→ Exercise
Can you write the next part of the passage on the sonographic appearance of ovarian cysts and tubal masses, picking up right after its last sentence?

→ Selected passage

Physiologic Ovarian Cysts
Several types of cystic masses can result from abnormalities that occur at different stages of folliculogenesis. In general, follicular cysts occur either due to failure of a mature follicle to rupture at the time of ovulation or to collection of blood within the follicle after ovulation occurs, resulting in a corpus luteum cyst. In most individuals, a mature follicle ranges from 15 to 20 mm in average dimension.5,34 Follicular cysts of the ovary are usually larger than a mature follicle, ranging from 3 to 8 cm in size. They may regress spontaneously or after a clinical trial of hormonal suppression. Luteal cysts may form from continued hemorrhage with a corpus luteum and usually have a thicker wall than follicular cysts. Sonography has an important role in documenting any change in size of the cyst during and after clinical observation or treatment. This is particularly important when considering hemorrhagic ovarian cysts that have a spectrum of sonographic appearances, depending on the amount and organization of internal clot. Indeed, some hemorrhagic ovarian cysts can mimic the sonographic features of solid ovarian masses, such as a teratoma. In most cases of hemorrhagic ovarian cysts, however, the degree of through transmission is greater than in truly solid masses, and the mass will regress in size over a 2- to 3-week period.35
Patients with hemorrhagic ovarian cysts may experience the abrupt onset of lower abdominal or pelvic pain.31,32 Because this history can also be elicited in cases of ruptured ectopic pregnancy, it is important to obtain an accurate pregnancy test on these patients. Other conditions, such as ovarian torsion and acute appendicitis, can mimic the clinical presentation of patients with a hemorrhagic ovarian cyst.
On sonography, the most common appearance of a hemorrhagic ovarian cyst is a complex mass with internal echoes but with enhanced through transmission. Although fibrinolyzed clot is typically hypoechoic, acute intrapar-enchymal hemorrhage frequently appears as an irregular echogenic area. The cyst wall may be irregular in contour due to a clot that is adherent to it. Occasionally, mildly echogenic interfaces can be seen within a hemorrhagic cyst, most likely representing a partially solid clot.31,32 The internal interfaces represent fibrin strands.
Hydrosalpinges occur when an inflammatory process produces adhesions of the fimbriated end of the tube, trapping intraluminal secretions. The fluid that is secreted distends the tube, resulting in a fusiform anechoic adnexal mass. The tapered fusiform shape and lack of peristalsis of a hydrosalpinx usually allows it to be differentiated from fluid-filled small bowel loops. In addition, the typical configuration of a hydrosalpinx (tapering as it enters the uterus and enlarging distally) is helpful in its sonographic recognition. Typically, a hydrosalpinx can be traced to its origin along the lateral aspects of the cornual area of the uterus. The origin of the tube can also be identified on transvaginal scanning by the pointed configuration of the endometrium in the cornu. The isthmic portion of the tube lies immediately posterior to the round ligament.
If the inflammatory process involves the ovary as a part of the wall, a tubo-ovarian abscess may be produced. It may be difficult to differentiate a simple hydrosalpinx that does not involve the ovary from a tubo-ovarian abscess on the basis of sonography. In our experience, however, the tubo-ovarian abscess has a more complex internal appearance, with low-level echoes arising from inflammatory fluid. In addition, the ovary can be identified in some patients as a border to the inflammatory mass in patients with a tubo-ovarian mass. Transvaginal sonography can also identify an incomplete septum of the tubal wall in an acute tubo-ovarian abscess. Chronic disease produces a thin wall and "beads-on-a-string" appearances representing thickened endosalpingeal folds outlined by fluid.33
In most cases, tubo-ovarian abscesses can be distinguished from other pelvic masses via sonography by determining that the abscess cavity is indeed within the confines of the ovary. This can be recognized by the abscess forming a rim of compressed tissue, or a "beak," within the ovary.

→ Data to examine
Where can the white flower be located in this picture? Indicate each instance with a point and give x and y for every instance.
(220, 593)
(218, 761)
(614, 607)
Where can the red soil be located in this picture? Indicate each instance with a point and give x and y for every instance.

→ Task output
Endometriosis is a condition resulting from ectopic location of endometrial tissue within the peritoneal cavity and on the surface of abdominal and pelvic organs and pelvic ligaments. Endometriotic implants typically locate on the uterosacral ligaments and serosal surfaces of the bowel and peritoneum. These implants are difficult to depict with sonography because they are typically very small (5 mm) and in a position that is difficult to image sonographically (posterior to the uterine surface).34 Occasionally, they can be recognized as echo-genic areas within the cul-de-sac on TVS. The ectopic endometrial tissue undergoes cyclical changes and bleeds during the menstrual cycle. Diffuse, low-level echoes can be observed within these masses arising from the clotted blood.
Endometriosis can also cause obstructive uropathy by implanting near the ureters and, rarely, can cause bowel obstruction secondary to implantation on the serosal surfaces of the bowel. The periodic bleeding that occurs within the mass causes pain, and extravasated blood can result in fibrosis around the region of the endo-metriotic implant. Rupture of an intraperitoneal endometrioma that contains clotted blood may result in acute peri-tonitis.
In up to 40% of patients with endometriosis, endometrial implants that are present within the peritoneum are associated with endometrial implants within the myometrium. This condition is termed adenomyosis. Al-though the involved uterus may not be noticeably enlarged, there usually is an irregularly thickened and echogenic or hypoechoic texture of the inner portion of the myometrium.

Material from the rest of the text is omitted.